▸ TASK PROMPT:
In the data below, how many lines include the string "cloud"? Give only the number.

▸ EXTRACTED ENTRIES:
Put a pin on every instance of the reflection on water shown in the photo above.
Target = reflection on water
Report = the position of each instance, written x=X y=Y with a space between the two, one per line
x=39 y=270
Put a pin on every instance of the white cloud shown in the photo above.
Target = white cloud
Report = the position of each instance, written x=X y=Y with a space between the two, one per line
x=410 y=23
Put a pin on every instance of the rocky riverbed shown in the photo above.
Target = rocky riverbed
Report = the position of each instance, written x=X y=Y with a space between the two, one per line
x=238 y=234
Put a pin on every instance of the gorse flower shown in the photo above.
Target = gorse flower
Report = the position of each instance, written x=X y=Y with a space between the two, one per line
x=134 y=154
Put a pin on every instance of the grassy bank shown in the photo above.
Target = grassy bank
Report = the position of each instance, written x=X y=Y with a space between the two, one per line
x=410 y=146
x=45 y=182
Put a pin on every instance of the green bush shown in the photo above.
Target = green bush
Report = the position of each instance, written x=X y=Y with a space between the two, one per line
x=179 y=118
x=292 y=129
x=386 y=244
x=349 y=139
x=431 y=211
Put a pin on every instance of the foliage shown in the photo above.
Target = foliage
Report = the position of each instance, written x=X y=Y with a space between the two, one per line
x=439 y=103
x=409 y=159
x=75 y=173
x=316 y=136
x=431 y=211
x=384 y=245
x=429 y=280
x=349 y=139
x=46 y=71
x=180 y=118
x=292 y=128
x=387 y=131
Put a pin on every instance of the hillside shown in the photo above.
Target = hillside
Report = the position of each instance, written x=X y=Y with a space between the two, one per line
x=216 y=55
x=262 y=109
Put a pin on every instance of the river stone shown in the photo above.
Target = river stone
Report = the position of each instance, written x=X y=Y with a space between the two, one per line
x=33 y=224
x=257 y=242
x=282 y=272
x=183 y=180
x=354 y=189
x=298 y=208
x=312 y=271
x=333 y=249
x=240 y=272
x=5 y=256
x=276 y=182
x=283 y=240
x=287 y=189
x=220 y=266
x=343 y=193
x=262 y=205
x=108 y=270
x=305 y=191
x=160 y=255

▸ SOLUTION TO THE PROBLEM:
2